**GIVEN INSTRUCTION 1:** Quote the court opinion from "State Bd. of" to "Indianapolis, for Appellee.".
**GIVEN INSTRUCTION 2:** Put every one of the rows below the court opinion into a two-column CSV headed task and result, one line per row. Put each row's text and its answer in a single quoted field, with line breaks changed to spaces.

**SELECTION:**

= = = =

State Bd. of Tax Com'rs v. Mixmill Mfg. Co.

Decision Date07 December 1998
Docket NumberNo. 49S00-9805-TA-308,49S00-9805-TA-308
Citation702 N.E.2d 701
PartiesSTATE BOARD OF TAX COMMISSIONERS, Appellant, v. MIXMILL MANUFACTURING CO., Appellee.
CourtIndiana Supreme Court

David L. Pippen, Indianapolis, for Appellant.

Jeffrey A. Modisett, Attorney General, Vincent S. Mirkov, Angela Mansfield, Deputy Attorneys General, Indianapolis, for Appellee.

ON PETITION FOR INTERLOCUTORY APPEAL

BOEHM, Justice.

This is an interlocutory appeal from a ruling of the Tax Court. The taxpayer filed a Petition for Review of Assessment seeking to challenge its property tax assessment. The issue presented is whether the Tax Court has jurisdiction even though the County Board of Review failed to act on the petition and the State Board of Tax Commissioners never received it. We reverse the Indiana Tax Court's finding that it had jurisdiction over the appeal, but conclude that a court of general jurisdiction could entertain a mandamus action to compel the County Board to act.

= = = =

**DATA RECORDS:**
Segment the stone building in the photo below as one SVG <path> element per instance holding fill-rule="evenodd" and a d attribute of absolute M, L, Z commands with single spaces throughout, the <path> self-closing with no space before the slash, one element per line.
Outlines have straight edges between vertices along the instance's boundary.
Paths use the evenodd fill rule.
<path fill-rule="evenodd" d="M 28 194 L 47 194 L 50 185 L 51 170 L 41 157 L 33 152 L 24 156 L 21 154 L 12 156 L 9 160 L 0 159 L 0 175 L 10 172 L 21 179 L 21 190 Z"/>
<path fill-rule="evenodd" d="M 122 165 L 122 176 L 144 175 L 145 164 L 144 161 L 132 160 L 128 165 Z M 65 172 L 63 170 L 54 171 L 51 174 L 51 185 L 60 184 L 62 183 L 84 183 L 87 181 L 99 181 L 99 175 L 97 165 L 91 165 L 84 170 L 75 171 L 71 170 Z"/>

= = = =

**SOLUTION 1:**
State Bd. of Tax Com'rs v. Mixmill Mfg. Co.

Decision Date07 December 1998
Docket NumberNo. 49S00-9805-TA-308,49S00-9805-TA-308
Citation702 N.E.2d 701
PartiesSTATE BOARD OF TAX COMMISSIONERS, Appellant, v. MIXMILL MANUFACTURING CO., Appellee.
CourtIndiana Supreme Court

David L. Pippen, Indianapolis, for Appellant.

Jeffrey A. Modisett, Attorney General, Vincent S. Mirkov, Angela Mansfield, Deputy Attorneys General, Indianapolis, for Appellee.

**SOLUTION 2:**
task,result
"Segment the stone building in the photo below as one SVG <path> element per instance holding fill-rule=""evenodd"" and a d attribute of absolute M, L, Z commands with single spaces throughout, the <path> self-closing with no space before the slash, one element per line. Outlines have straight edges between vertices along the instance's boundary. Paths use the evenodd fill rule.","<path fill-rule=""evenodd"" d=""M 28 194 L 47 194 L 50 185 L 51 170 L 41 157 L 33 152 L 24 156 L 21 154 L 12 156 L 9 160 L 0 159 L 0 175 L 10 172 L 21 179 L 21 190 Z""/> <path fill-rule=""evenodd"" d=""M 122 165 L 122 176 L 144 175 L 145 164 L 144 161 L 132 160 L 128 165 Z M 65 172 L 63 170 L 54 171 L 51 174 L 51 185 L 60 184 L 62 183 L 84 183 L 87 181 L 99 181 L 99 175 L 97 165 L 91 165 L 84 170 L 75 171 L 71 170 Z""/>"